MATERIAL FOR THIS EXERCISE →
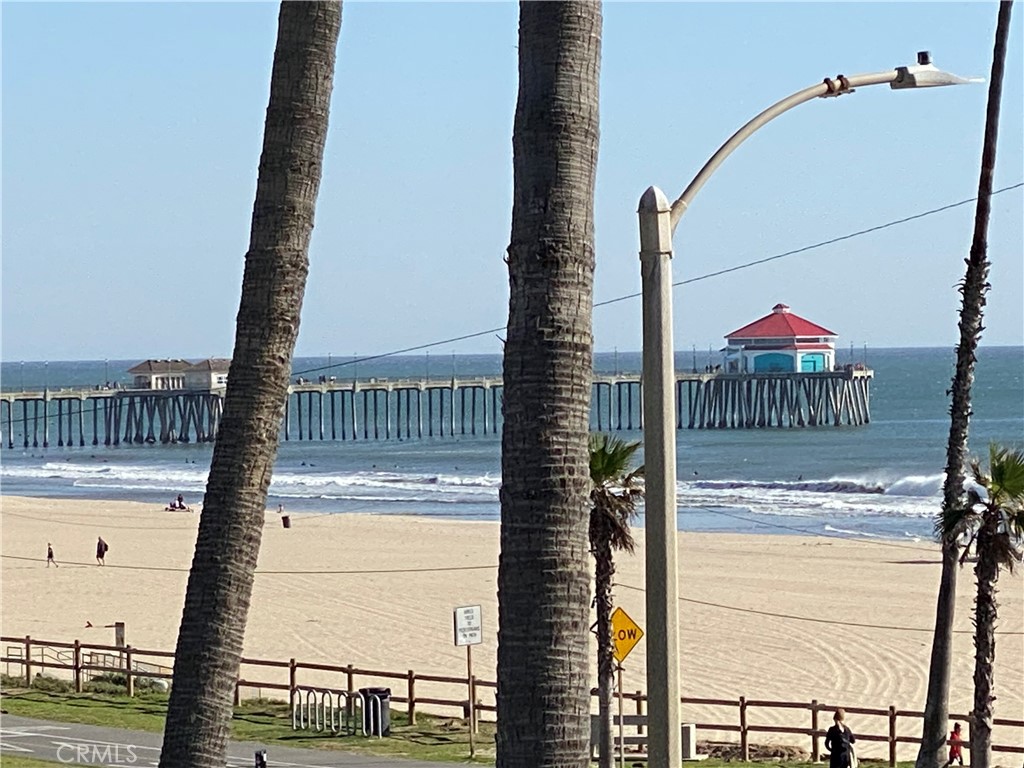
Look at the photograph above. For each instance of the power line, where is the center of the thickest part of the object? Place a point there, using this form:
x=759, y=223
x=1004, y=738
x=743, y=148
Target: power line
x=706, y=603
x=813, y=620
x=688, y=281
x=262, y=571
x=805, y=531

WHAT THE TASK REQUIRES →
With the pictures set aside, write out the whole listing exactly.

YOUR SOLUTION →
Look at the photograph above. For each instance of the power line, where is the center of the thickest part of the object? Place a point there, using this form:
x=759, y=223
x=1004, y=738
x=743, y=148
Target: power line
x=706, y=603
x=813, y=620
x=688, y=281
x=262, y=571
x=805, y=531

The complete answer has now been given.